TASK GOAL
Look through the records below and copy each line that includes the word "door".
──────
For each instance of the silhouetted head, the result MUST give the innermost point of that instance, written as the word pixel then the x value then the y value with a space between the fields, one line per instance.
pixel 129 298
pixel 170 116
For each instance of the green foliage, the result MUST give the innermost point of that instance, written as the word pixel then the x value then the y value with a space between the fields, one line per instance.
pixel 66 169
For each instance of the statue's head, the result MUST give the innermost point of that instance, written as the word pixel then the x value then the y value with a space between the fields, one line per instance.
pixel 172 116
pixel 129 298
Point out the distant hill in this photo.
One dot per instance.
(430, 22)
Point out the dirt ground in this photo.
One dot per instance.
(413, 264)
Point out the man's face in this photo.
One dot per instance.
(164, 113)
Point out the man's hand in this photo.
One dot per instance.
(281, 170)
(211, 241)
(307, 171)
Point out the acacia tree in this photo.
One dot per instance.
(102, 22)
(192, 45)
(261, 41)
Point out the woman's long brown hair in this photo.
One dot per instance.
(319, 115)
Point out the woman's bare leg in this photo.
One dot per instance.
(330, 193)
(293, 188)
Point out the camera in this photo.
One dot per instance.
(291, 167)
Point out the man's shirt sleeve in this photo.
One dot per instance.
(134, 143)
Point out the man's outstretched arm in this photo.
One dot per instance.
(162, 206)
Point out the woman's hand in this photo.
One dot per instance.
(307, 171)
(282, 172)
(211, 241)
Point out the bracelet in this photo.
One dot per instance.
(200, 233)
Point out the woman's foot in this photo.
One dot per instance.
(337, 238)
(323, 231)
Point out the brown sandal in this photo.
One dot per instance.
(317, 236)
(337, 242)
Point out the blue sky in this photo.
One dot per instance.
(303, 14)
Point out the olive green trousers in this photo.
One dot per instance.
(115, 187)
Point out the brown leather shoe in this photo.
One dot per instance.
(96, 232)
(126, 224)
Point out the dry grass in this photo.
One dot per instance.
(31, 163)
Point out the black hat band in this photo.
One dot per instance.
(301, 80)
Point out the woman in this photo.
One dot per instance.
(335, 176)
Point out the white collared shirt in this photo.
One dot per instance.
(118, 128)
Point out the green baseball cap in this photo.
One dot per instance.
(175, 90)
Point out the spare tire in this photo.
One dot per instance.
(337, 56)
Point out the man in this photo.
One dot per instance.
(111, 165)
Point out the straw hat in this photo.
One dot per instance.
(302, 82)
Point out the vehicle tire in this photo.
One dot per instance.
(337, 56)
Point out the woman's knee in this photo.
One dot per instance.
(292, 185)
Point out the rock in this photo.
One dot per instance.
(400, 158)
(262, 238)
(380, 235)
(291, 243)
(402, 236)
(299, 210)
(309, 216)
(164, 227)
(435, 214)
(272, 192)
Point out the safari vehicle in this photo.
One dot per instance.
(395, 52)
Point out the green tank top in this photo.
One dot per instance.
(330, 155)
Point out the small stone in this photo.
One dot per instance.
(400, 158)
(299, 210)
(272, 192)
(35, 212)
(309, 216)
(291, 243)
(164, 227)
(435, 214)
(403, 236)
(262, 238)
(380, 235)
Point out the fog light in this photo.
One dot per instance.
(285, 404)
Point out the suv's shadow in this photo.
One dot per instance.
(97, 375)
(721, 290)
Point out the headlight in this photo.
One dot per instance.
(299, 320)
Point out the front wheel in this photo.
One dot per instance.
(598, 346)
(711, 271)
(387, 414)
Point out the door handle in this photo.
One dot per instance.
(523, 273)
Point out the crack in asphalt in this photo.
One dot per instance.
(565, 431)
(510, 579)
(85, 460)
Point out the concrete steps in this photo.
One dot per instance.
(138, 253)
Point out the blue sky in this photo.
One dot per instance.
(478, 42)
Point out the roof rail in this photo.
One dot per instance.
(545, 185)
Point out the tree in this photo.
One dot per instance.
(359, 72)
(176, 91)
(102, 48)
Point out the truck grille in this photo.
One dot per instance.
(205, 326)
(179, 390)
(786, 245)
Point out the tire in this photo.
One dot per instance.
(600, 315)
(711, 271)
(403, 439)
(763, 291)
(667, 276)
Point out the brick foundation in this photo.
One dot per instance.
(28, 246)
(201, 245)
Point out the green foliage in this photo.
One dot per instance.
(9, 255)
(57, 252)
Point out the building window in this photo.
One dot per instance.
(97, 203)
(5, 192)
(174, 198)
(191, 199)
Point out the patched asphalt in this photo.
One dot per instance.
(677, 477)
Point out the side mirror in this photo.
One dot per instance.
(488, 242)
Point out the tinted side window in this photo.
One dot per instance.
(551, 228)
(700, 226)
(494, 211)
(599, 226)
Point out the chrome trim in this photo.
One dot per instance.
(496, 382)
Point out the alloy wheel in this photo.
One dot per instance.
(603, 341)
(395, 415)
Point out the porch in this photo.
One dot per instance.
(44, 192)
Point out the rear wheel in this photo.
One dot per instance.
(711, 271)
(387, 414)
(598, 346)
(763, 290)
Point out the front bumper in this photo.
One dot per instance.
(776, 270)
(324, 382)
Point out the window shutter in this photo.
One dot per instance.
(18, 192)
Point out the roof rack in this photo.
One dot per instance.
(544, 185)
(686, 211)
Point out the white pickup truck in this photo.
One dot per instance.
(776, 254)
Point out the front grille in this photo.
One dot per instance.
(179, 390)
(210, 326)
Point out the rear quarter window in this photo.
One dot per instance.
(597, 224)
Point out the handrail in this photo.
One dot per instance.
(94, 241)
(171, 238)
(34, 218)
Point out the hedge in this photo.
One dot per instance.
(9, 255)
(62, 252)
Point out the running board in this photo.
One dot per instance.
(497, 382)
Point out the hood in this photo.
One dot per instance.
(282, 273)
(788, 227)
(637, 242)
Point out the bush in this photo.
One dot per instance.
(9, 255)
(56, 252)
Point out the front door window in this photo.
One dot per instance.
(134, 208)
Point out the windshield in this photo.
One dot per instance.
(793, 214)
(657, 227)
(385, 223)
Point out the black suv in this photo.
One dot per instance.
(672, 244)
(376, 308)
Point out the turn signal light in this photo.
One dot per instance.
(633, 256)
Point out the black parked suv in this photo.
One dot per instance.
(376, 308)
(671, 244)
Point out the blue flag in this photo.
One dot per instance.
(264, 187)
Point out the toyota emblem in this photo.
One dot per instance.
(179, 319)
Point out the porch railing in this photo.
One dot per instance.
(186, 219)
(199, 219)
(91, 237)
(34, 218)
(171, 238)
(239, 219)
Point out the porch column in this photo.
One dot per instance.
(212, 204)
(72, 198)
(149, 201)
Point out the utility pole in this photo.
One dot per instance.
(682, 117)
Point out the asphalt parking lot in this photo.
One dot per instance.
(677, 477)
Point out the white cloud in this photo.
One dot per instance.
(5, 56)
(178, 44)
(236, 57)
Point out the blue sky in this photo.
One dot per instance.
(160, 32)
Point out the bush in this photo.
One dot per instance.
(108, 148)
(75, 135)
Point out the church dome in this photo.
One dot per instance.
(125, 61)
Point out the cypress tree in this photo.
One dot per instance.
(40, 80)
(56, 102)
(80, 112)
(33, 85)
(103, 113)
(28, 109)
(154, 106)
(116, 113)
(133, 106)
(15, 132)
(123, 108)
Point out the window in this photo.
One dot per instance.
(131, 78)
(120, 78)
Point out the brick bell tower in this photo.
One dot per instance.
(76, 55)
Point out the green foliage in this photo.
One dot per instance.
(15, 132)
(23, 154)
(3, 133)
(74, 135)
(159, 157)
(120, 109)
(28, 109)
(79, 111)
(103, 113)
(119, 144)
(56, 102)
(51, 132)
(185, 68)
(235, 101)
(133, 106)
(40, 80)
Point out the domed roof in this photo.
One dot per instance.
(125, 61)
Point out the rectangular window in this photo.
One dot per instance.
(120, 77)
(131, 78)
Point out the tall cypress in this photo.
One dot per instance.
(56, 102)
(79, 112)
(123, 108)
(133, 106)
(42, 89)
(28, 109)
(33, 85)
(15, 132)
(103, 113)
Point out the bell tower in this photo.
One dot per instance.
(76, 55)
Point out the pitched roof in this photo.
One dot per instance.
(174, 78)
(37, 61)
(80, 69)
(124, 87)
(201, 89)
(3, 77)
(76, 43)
──────
SOLUTION TO THIS TASK
Point out the door handle in this photo.
Point out the front door window in this photo.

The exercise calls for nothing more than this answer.